### Stored records
"""

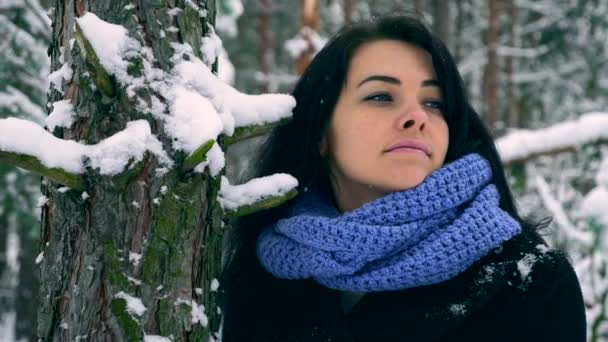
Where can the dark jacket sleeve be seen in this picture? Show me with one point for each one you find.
(560, 315)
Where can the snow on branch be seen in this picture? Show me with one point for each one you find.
(523, 145)
(552, 204)
(103, 46)
(246, 132)
(257, 194)
(27, 145)
(246, 110)
(198, 156)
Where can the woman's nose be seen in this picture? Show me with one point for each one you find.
(413, 117)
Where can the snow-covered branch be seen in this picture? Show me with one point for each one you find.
(246, 132)
(523, 145)
(198, 156)
(27, 145)
(34, 165)
(100, 75)
(553, 205)
(257, 194)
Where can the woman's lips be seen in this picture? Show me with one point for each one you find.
(408, 150)
(410, 146)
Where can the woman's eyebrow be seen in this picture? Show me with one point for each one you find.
(430, 83)
(394, 80)
(381, 78)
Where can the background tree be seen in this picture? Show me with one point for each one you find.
(24, 65)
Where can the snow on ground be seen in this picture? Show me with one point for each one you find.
(234, 196)
(61, 116)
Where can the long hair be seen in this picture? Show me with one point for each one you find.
(294, 148)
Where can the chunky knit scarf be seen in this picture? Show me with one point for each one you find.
(421, 236)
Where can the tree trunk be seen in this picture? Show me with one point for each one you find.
(419, 7)
(149, 233)
(490, 80)
(442, 20)
(265, 52)
(25, 36)
(310, 22)
(513, 113)
(349, 10)
(457, 38)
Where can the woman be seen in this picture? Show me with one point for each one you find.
(404, 228)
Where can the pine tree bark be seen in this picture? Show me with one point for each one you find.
(513, 113)
(265, 53)
(490, 80)
(172, 220)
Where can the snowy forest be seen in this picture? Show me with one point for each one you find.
(125, 87)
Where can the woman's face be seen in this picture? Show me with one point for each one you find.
(390, 98)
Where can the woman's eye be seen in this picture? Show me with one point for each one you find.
(379, 97)
(434, 104)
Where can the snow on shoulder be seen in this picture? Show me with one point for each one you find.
(234, 196)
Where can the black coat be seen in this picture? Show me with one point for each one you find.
(519, 292)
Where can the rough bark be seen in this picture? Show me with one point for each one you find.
(265, 53)
(177, 230)
(490, 80)
(310, 21)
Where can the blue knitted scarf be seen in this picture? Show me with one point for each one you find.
(420, 236)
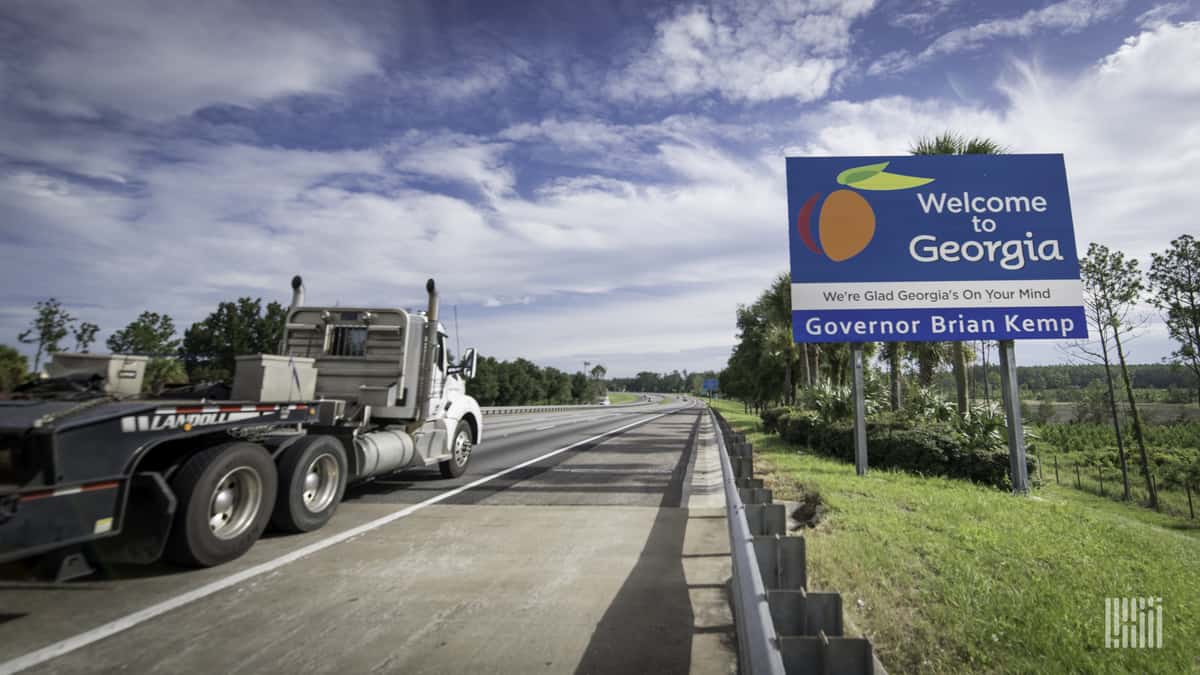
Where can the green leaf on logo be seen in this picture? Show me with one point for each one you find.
(852, 175)
(885, 180)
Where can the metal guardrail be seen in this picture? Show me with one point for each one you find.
(519, 410)
(781, 626)
(757, 641)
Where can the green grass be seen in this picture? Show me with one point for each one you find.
(949, 577)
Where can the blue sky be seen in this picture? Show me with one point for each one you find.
(595, 180)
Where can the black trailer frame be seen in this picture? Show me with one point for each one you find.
(70, 470)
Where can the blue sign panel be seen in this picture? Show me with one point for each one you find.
(933, 248)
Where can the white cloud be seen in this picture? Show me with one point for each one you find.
(456, 157)
(1126, 126)
(645, 244)
(743, 52)
(1067, 16)
(1162, 13)
(157, 60)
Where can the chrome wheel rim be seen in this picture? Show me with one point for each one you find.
(461, 448)
(235, 502)
(321, 483)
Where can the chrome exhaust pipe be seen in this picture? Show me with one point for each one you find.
(297, 292)
(429, 350)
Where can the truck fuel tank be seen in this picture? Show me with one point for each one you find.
(383, 452)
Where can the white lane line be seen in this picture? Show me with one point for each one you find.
(129, 621)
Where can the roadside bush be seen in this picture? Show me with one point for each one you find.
(771, 418)
(934, 449)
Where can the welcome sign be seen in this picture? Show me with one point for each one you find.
(933, 248)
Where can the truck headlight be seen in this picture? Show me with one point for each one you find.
(7, 465)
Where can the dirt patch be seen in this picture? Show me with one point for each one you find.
(810, 509)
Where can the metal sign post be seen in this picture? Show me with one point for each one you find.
(1012, 393)
(856, 356)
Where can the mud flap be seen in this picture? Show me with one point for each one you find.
(149, 513)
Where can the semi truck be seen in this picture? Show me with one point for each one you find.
(99, 473)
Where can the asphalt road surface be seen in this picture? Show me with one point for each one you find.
(563, 549)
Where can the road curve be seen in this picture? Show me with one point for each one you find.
(525, 562)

"""

### Work required
Here the job is to repeat the entries verbatim while leaving all pictures out.

### Answer to the exercise
Where can the dark jacket sleeve be seen in this picture? Show me with one point for each one you find.
(560, 315)
Where can the snow on branch be seen in this picture? Show me with one point for each one you find.
(523, 145)
(552, 204)
(103, 46)
(246, 132)
(257, 194)
(27, 145)
(246, 110)
(198, 156)
Where can the woman's nose be seen in this picture? Show me with one point for each one you find.
(413, 117)
Where can the snow-covered branch be seen in this picture? Show me with one point for each one you find.
(246, 132)
(523, 145)
(198, 156)
(27, 145)
(34, 165)
(100, 75)
(553, 205)
(257, 194)
Where can the woman's lips be seen in this picture? Show me with one point for each one you find.
(408, 150)
(410, 146)
Where can the woman's eyebrow be seen in this picture? Show me with one point for each one you find.
(430, 83)
(394, 80)
(381, 78)
Where can the background tree be seen in this picture? Show me with one point for each one you find.
(24, 65)
Where can the snow on ground be seen in this picture? Show me with one point for each one you find.
(234, 196)
(61, 116)
Where can the long hair be seen in this picture? Show me with one point for each one you find.
(294, 148)
Where can the chunky knit scarf be seen in this picture? Show me with one point for each one you find.
(421, 236)
Where can the tree trunk be seen in this picture? Show me with one point for each one you find.
(419, 7)
(149, 233)
(490, 80)
(442, 20)
(265, 52)
(25, 36)
(310, 22)
(513, 113)
(349, 10)
(457, 38)
Where can the woman be seen in this picture? Show me with one point for each one you find.
(404, 228)
Where can the pine tree bark be seen in this picture? Show me with one point for each one you find.
(513, 113)
(265, 53)
(490, 80)
(172, 220)
Where can the snowy forest be seen in this picture? Show me with one point for each one you find.
(125, 87)
Where can the woman's face be seen in this picture? Show me with one point for each one you find.
(390, 98)
Where can the woman's eye be seen in this picture? Show me with one point for each one you find.
(379, 97)
(434, 104)
Where can the snow on shoulder be seen in this picture? Show me with one point for each one you find.
(234, 196)
Where can the black coat be seen in this picture? Show me with one point for each one you find.
(519, 292)
Where can the rough bark be seen in this picture? Show me with one point for each one you find.
(265, 53)
(177, 230)
(490, 80)
(310, 21)
Where can the blue knitted scarf be seen in this picture? Show me with one point for each one you find.
(420, 236)
Where can the green leaf on logo be seen in this picture? Show me with one point for each one you find.
(852, 175)
(885, 180)
Where can the metal guardrail be seen in this picture? Show me with one point for each one you find.
(519, 410)
(781, 626)
(757, 641)
Where can the green grass be seen in this picture? Show me with one point for each one you find.
(949, 577)
Where can the blue sky be seen in this picture? Show me with one point for each one you find.
(595, 180)
Where can the black trailer frame be seen in this picture? Show me with one point for each one you find.
(70, 470)
Where can the blue sign panel be seen in this picture? Show me with one point for each one you find.
(933, 248)
Where can the white cloud be seen in this picture? Show me with one point for each one you find.
(456, 157)
(1126, 126)
(645, 244)
(743, 52)
(1067, 16)
(1162, 13)
(157, 60)
Where can the chrome wheel rim be seen in this picture? Show me with one point for each one you find.
(461, 448)
(235, 502)
(321, 483)
Where can the chrome exhaust pipe be seen in this picture? Show me with one point for each one you find.
(297, 292)
(429, 350)
Where can the truck fuel tank be seen in this picture? Show me with one point for each one you find.
(383, 452)
Where can the white lane line be seen in this picture? Show me with one point for each one you find.
(129, 621)
Where can the roadside bush be seen in this picture? Show me with one point for each one you find.
(771, 418)
(934, 449)
Where can the welcome sign be seen in this picture? Show me with one point for each one you find.
(933, 248)
Where can the truck headlight be seen in this picture? Show me with one point for each one you find.
(7, 465)
Where can the dirt patch be seen in this picture? Show me with one point for each one you find.
(810, 509)
Where can the metal sign post be seen in this picture? Show me with one point for each one you find.
(1012, 393)
(856, 356)
Where can the mud flap be seen in this picture? Show me with one point for each one you find.
(149, 513)
Where can the semi truck be seen in this picture? Show me with one point for each one you find.
(99, 473)
Where can the asphalt road surface be seen in this picture? Show me with one point for each one you find.
(563, 549)
Where can the road curve be seen in this picture? Show me with one point for each one you find.
(525, 562)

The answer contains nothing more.